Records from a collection
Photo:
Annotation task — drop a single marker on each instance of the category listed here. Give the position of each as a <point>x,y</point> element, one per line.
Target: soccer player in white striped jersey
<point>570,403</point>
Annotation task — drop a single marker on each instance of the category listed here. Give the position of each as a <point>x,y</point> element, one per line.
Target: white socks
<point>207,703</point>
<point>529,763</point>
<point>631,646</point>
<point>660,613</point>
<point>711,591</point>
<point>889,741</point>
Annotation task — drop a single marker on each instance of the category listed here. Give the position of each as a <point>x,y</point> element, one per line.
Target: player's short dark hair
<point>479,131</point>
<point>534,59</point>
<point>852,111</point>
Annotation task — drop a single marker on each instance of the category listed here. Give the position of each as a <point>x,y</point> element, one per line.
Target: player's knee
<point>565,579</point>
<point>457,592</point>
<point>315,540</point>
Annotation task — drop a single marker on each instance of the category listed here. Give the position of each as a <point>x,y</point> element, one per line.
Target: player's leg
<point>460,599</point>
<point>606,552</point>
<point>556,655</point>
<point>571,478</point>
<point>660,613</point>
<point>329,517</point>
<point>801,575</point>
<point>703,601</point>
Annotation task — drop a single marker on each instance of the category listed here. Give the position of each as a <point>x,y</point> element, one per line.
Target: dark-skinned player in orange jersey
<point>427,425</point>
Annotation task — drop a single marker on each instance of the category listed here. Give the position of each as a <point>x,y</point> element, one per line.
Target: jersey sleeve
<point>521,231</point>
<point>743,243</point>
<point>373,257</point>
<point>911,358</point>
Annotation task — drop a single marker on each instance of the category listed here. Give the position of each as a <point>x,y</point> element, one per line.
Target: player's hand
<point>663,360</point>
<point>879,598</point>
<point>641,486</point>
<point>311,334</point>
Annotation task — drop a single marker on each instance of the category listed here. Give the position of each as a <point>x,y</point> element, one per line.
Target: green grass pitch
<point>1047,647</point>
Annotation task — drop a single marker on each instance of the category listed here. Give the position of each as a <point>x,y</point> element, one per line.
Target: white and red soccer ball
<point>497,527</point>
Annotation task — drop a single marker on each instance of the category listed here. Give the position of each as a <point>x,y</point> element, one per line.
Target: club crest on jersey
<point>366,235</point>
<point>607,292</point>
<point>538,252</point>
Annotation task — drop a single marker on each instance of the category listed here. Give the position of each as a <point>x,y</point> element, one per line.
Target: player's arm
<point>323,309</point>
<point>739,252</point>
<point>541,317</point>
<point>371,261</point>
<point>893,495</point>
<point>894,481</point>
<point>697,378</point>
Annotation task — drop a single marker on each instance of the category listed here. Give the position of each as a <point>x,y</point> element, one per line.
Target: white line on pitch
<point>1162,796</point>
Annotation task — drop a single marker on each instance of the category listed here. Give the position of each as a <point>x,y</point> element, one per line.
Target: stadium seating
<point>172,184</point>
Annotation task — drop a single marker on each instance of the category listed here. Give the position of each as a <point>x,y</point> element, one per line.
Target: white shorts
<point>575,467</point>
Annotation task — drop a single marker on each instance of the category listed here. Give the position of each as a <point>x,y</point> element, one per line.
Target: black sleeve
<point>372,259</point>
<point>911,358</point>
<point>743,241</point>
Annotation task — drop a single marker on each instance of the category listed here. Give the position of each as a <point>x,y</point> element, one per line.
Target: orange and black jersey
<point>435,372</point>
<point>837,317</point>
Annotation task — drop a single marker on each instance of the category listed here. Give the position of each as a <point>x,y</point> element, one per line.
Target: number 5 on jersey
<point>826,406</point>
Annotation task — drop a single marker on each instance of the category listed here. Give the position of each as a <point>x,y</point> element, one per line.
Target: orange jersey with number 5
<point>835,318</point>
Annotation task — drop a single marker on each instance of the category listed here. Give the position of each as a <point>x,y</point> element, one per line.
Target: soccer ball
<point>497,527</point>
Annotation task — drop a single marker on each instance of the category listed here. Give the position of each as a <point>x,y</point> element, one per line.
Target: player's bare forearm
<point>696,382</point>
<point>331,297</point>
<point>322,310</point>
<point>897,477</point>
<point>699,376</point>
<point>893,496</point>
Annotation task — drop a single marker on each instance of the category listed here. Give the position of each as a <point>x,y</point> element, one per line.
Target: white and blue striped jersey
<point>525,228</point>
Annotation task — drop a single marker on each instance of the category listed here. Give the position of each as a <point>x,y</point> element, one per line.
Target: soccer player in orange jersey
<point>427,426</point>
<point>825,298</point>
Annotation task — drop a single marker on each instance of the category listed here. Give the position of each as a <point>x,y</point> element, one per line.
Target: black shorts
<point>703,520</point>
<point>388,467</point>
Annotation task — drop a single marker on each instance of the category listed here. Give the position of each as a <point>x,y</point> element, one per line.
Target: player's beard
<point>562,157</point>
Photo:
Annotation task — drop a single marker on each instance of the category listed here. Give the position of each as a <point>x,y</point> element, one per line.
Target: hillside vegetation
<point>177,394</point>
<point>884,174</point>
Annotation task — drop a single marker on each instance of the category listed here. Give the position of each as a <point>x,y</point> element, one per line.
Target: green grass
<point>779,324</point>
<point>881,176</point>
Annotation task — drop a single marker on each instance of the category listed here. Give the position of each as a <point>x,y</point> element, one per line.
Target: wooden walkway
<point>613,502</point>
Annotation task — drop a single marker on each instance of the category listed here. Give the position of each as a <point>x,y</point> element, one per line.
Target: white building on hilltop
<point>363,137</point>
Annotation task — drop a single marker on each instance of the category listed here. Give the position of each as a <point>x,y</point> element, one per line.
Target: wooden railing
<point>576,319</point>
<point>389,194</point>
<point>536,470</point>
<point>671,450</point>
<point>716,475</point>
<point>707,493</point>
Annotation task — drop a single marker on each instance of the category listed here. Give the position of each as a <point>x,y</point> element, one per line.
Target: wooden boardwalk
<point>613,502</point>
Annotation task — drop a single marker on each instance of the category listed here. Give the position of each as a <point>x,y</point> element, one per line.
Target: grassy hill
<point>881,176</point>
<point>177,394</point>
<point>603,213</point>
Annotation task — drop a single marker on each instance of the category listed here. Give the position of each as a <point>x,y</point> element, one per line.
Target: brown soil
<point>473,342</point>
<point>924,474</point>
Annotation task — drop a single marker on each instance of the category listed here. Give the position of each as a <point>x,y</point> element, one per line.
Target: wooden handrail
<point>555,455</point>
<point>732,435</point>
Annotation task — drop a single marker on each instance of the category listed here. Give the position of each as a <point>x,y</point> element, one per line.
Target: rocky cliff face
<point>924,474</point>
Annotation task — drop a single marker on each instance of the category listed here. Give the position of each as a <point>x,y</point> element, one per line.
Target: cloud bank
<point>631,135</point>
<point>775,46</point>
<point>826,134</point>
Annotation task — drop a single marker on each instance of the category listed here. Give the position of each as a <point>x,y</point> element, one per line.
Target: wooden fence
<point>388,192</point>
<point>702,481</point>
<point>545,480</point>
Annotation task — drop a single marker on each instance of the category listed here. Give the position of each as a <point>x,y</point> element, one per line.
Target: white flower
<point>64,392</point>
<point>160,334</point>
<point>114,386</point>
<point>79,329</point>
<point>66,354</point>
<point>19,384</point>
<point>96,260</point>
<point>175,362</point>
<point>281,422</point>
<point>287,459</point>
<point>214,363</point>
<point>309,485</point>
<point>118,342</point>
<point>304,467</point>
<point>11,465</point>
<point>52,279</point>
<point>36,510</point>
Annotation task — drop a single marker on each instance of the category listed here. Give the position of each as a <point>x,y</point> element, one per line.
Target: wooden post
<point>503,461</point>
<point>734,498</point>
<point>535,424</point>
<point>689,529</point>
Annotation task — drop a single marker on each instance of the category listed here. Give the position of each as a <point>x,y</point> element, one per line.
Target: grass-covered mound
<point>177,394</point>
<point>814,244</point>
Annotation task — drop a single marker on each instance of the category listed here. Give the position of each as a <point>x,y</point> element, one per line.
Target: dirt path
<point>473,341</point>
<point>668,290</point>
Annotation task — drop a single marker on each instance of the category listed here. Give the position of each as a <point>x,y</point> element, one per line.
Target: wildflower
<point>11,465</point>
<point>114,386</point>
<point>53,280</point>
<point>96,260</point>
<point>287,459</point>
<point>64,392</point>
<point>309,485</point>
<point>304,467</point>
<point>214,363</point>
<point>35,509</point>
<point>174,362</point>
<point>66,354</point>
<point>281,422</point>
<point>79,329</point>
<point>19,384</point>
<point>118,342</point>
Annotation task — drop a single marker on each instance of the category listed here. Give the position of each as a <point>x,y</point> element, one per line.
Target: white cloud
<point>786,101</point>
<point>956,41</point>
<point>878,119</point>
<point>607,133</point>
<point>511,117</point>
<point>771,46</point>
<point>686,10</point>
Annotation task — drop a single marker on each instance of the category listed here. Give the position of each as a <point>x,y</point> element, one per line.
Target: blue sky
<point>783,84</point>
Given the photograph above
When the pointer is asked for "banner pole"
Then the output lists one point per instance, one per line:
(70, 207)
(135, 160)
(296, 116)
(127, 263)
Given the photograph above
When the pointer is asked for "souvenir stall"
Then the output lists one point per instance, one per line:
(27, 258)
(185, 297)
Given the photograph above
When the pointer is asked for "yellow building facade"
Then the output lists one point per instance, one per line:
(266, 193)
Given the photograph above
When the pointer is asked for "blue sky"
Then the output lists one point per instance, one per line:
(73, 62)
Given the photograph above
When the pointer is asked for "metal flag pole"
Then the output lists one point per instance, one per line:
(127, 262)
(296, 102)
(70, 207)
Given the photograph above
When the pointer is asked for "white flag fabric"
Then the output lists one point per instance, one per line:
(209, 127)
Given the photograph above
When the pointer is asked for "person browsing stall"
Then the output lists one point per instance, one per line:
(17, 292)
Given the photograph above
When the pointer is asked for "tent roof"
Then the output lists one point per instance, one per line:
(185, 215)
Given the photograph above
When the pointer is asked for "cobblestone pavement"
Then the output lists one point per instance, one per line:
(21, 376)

ASSIGNMENT: Please find the lines in the data that contain the word "flag" and copy them.

RESULT BELOW:
When the pointer is asked for "metal flag pole"
When the pointer is asked for "white flag fabric"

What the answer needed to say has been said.